## What you will do:
Copy the listing below, changing every "dot" to "marker" and leaving everything else unchanged. Omit the pictures.
----------
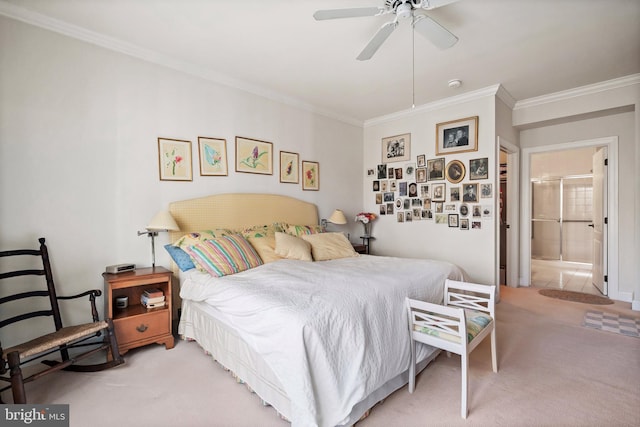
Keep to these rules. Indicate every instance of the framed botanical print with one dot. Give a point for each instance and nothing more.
(396, 148)
(435, 169)
(213, 156)
(174, 159)
(289, 169)
(457, 136)
(310, 175)
(254, 156)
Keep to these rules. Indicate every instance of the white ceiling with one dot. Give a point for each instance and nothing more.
(275, 47)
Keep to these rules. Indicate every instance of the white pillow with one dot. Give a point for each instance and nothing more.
(292, 247)
(326, 246)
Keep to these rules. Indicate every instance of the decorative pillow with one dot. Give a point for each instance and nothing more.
(180, 257)
(265, 247)
(292, 247)
(476, 322)
(326, 246)
(200, 236)
(224, 255)
(299, 230)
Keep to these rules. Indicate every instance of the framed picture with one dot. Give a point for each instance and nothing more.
(455, 171)
(486, 191)
(438, 192)
(470, 193)
(435, 169)
(453, 220)
(213, 156)
(479, 168)
(254, 156)
(396, 148)
(174, 160)
(289, 169)
(457, 136)
(310, 175)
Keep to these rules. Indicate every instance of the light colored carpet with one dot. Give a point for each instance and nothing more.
(552, 372)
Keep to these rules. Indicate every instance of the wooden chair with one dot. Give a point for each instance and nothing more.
(19, 295)
(458, 326)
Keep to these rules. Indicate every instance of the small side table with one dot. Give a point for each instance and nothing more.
(136, 325)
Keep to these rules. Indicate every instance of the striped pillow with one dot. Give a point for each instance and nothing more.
(224, 255)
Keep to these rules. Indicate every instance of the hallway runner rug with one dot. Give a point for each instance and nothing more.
(575, 296)
(611, 322)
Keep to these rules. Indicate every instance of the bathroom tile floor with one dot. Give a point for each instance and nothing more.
(569, 276)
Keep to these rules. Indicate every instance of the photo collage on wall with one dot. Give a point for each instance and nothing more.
(443, 189)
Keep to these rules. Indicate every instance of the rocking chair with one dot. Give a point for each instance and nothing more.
(65, 340)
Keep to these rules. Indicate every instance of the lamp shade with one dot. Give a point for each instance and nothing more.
(162, 221)
(337, 217)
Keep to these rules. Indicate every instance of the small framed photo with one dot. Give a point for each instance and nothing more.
(457, 136)
(254, 156)
(310, 175)
(174, 160)
(453, 220)
(479, 168)
(289, 169)
(396, 148)
(213, 156)
(470, 193)
(435, 169)
(438, 192)
(486, 191)
(455, 171)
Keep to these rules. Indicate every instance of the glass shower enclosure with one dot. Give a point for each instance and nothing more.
(562, 213)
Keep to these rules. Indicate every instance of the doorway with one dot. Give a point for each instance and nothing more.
(563, 270)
----------
## Result below:
Keep to these rules. Indicate every instance of the framed botanical print with one marker. Give a point for each instance and nothing more.
(396, 148)
(435, 169)
(213, 156)
(174, 159)
(289, 169)
(457, 136)
(310, 175)
(254, 156)
Keep to these rules. Indicate every instance of the white ceiling with one marker. Give a point for each instance and nothing more.
(275, 47)
Keep to these rules. Indicate every instance of the white pillow with one marker. Give a point for each instance and nothing more.
(292, 247)
(326, 246)
Keep to these rules. Indicate every instance of the decorative pillow with one marker. Give a point for each instance and nothing more.
(180, 257)
(265, 247)
(292, 247)
(476, 322)
(326, 246)
(200, 236)
(224, 255)
(299, 230)
Keep to these rules. Indicate every instance of the framed picture with one marker. Give a point for each instance and nothing more.
(455, 171)
(486, 191)
(438, 192)
(470, 193)
(435, 169)
(453, 220)
(213, 156)
(479, 168)
(254, 156)
(396, 148)
(174, 160)
(289, 169)
(457, 136)
(310, 175)
Keep to these rules. Indicate every instance of the light colored carpet with one marker. Give a point for each instance and nothing more.
(552, 372)
Keep to these rules. Indicate every instance of the wooden chair with one marker. Give a point for each instance and nothing more.
(19, 295)
(458, 326)
Keep to these rules. Indicate every instance of the small side table with one marker. Give a point for each instance and nothing more.
(136, 325)
Keep to these rules. Indicate every instance of the striped pillow with one marker. Give a point for each instance and nothing more.
(224, 255)
Keep to these rules. Indicate every instance of the hallway runner rug with one marker. Give a point for each instance and nothing more.
(575, 296)
(611, 322)
Keep to these rules. Indicate every instance of the bathroom tile floor with one marker. Give a point for each instance and nothing more.
(569, 276)
Keep to these rules. Indicate every instance of the photo collage on wall with one marker. Give a point for each instance and nothing more.
(443, 189)
Keep to these rules. Indicate every instance of the rocking chair with one marker. Give a point for each instance and nothing more.
(65, 340)
Keep to these rules. Indicate every instance of the lamp shade with one marker. Give a point for each instance and nothing more.
(162, 221)
(337, 217)
Keep to these rules. Indicate every instance of the small framed photo with one marker. Give a point for each instance and nothing more.
(457, 136)
(254, 156)
(310, 175)
(174, 160)
(453, 220)
(479, 168)
(289, 169)
(396, 148)
(213, 156)
(470, 193)
(435, 169)
(438, 192)
(486, 191)
(455, 171)
Keep to these rules. Indicate every instance of the glass shower enclosure with one marker. Give a point for each instance and nothing more.
(562, 213)
Keep to these rules. Indicate every instance of the doorway with one marker. Give a point for each instance and nothing more.
(563, 270)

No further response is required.